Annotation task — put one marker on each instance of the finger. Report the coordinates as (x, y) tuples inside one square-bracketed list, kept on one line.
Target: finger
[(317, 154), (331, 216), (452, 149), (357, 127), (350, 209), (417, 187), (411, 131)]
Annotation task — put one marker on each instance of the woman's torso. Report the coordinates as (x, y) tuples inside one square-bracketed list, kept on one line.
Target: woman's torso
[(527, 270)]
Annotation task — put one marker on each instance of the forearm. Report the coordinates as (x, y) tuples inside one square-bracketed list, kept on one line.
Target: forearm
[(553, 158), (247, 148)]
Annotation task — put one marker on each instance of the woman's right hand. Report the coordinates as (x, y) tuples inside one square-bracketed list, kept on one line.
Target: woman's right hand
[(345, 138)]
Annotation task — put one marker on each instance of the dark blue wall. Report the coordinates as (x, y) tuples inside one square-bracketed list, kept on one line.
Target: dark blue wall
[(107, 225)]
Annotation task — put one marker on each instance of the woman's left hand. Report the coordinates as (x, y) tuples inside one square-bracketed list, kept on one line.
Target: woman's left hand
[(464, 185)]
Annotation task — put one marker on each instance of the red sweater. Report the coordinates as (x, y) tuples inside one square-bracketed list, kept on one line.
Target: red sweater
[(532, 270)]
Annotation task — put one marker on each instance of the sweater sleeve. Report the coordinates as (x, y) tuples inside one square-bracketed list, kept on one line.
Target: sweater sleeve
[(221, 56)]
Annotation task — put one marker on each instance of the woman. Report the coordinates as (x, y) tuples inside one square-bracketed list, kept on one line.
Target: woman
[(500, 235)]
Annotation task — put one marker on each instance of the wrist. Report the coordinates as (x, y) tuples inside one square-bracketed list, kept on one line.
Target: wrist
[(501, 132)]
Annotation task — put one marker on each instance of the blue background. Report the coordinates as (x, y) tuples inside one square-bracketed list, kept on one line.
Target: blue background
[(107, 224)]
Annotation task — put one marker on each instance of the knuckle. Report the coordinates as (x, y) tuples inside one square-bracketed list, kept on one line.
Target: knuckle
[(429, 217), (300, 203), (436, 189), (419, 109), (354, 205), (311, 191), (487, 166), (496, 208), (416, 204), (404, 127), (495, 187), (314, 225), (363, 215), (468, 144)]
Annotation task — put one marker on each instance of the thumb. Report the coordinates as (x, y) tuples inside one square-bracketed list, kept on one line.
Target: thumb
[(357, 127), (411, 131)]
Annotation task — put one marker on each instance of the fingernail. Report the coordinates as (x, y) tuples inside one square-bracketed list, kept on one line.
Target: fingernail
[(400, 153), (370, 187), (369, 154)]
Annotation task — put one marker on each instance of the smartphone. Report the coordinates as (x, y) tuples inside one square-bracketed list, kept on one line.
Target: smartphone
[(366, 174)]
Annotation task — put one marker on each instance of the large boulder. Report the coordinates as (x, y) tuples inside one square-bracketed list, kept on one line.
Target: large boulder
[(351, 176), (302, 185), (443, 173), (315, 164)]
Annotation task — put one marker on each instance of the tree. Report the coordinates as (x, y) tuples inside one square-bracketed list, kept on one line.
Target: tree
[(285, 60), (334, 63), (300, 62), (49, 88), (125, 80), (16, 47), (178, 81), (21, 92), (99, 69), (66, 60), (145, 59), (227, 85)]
================
Reproduce verbatim the lines of the listing above, starting at the line containing "of the large" and ending at the last line of the listing, with both ends included.

» **Correct answer**:
Annotation task — put one marker on each instance of the large boulder. Report the coordinates as (x, y) tuples inside one square-bracketed list, kept on one line.
Target: large boulder
[(351, 176), (302, 185), (443, 173), (315, 164)]
Annotation task — put one marker on each instance of the tree. Report the coordinates as (x, y) tuples inside one square-bracketed list, kept on one line.
Target: tree
[(285, 60), (334, 63), (300, 62), (49, 88), (125, 80), (16, 47), (178, 81), (21, 92), (99, 69), (66, 60), (145, 59), (227, 85)]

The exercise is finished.